(Problem to work on):
Reproduce the following material exactly, including every line.

(Data for this exercise):
┌──

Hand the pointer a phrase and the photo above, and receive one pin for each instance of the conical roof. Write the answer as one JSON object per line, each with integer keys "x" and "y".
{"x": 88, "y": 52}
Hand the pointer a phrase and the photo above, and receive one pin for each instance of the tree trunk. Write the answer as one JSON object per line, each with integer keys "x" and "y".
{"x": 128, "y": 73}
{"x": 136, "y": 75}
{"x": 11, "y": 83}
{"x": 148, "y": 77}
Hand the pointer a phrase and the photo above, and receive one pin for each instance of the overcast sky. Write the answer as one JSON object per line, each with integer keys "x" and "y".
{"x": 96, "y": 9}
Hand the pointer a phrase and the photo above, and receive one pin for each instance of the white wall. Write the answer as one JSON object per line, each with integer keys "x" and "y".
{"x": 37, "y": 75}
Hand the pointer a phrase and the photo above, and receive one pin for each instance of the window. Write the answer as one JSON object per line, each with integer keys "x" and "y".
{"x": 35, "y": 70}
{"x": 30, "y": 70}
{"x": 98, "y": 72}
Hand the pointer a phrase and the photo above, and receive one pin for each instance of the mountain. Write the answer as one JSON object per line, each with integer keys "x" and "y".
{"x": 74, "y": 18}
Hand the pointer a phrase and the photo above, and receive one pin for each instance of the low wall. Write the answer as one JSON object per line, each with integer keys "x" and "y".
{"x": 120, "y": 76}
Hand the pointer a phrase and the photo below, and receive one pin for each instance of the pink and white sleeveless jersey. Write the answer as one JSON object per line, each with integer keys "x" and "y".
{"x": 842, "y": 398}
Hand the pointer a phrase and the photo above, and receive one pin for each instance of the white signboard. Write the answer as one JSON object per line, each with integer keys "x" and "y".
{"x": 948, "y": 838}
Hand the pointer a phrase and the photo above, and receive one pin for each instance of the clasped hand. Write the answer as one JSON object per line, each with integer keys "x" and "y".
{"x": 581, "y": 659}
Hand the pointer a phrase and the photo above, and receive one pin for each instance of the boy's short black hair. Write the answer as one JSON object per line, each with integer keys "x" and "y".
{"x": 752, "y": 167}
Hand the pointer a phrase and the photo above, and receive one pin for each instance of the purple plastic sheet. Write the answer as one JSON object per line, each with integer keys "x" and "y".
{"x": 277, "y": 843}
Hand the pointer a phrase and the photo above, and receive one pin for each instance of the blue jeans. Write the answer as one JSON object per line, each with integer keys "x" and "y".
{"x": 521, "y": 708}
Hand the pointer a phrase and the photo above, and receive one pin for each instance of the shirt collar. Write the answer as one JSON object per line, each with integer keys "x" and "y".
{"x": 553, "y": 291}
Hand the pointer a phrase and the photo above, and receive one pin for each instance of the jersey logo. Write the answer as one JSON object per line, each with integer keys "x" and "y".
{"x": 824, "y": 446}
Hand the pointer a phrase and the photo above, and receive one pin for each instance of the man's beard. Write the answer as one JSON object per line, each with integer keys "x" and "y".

└──

(Output for this task):
Hand the pointer a phrase and the photo above, and receive one pin for each instance of the conical roof. Write the answer as one JSON object per line, each with integer keys "x" and "y".
{"x": 88, "y": 52}
Hand the pointer a phrase and the photo above, and receive one pin for each instance of the tree trunk. Write the answer as one JSON object per line, each with integer keys "x" and "y".
{"x": 128, "y": 73}
{"x": 136, "y": 75}
{"x": 11, "y": 83}
{"x": 148, "y": 77}
Hand the pointer a phrase and the photo above, and receive one pin for each instance of the overcast sky. Write the answer as one JSON object per line, each with integer keys "x" and "y".
{"x": 96, "y": 9}
Hand the pointer a phrase and the photo above, and receive one pin for each instance of the white wall. Write the answer as one JSON object per line, each with integer keys "x" and "y".
{"x": 37, "y": 75}
Hand the pointer a phrase and the photo above, and receive one pin for each instance of the window. Write the answer as one JSON object per line, each with integer keys "x" and "y".
{"x": 35, "y": 70}
{"x": 30, "y": 70}
{"x": 98, "y": 72}
Hand the pointer a phrase and the photo above, and receive one pin for each instance of the mountain. Write the answer as one JSON object per line, each with integer keys "x" and "y".
{"x": 74, "y": 18}
Hand the pointer a phrase and the photo above, and receive one pin for each instance of the low wall. Write the answer as one JSON object per line, each with integer keys "x" and "y".
{"x": 120, "y": 76}
Hand the pointer a phrase and the photo below, and receive one pin for each instance of the pink and white sleeveless jersey. Write the answer as one JSON object per line, each with integer keys "x" and "y".
{"x": 842, "y": 398}
Hand the pointer a phrase and the photo above, and receive one pin for each instance of the white signboard. Write the answer as one JSON object per line, each with integer keys "x" and "y".
{"x": 948, "y": 838}
Hand the pointer a phrase and the photo above, and receive one pin for each instance of the clasped hand. Write the answer as one JSON object per line, each with integer keys "x" and "y".
{"x": 581, "y": 659}
Hand the pointer a phrase and the photo above, and receive one pin for each instance of the boy's short black hair. Write the answer as one JSON object per line, each with integer keys "x" and "y".
{"x": 752, "y": 167}
Hand the pointer a phrase and the photo above, and receive one pin for each instance of the purple plastic sheet. Write the answer as one JSON object per line, each with integer keys "x" and "y".
{"x": 277, "y": 843}
Hand the pointer a phrase and the photo above, and receive one pin for each instance of the blue jeans. Write the answer as one JSON object per line, each with integer keys "x" and "y".
{"x": 521, "y": 708}
Hand the pointer a phrase and the photo above, and receive one pin for each instance of the shirt collar. Write the answer as one JSON object per line, each with integer keys "x" and "y".
{"x": 553, "y": 291}
Hand the pointer a phrase and the photo above, and receive one pin for each instance of the jersey logo. Write the answer as one JSON object per line, each with integer keys "x" and "y".
{"x": 824, "y": 446}
Hand the pointer a phrase and the photo above, and receive one pin for each instance of the man's beard. Write the answer as one JSON object per line, each with integer keys "x" and "y".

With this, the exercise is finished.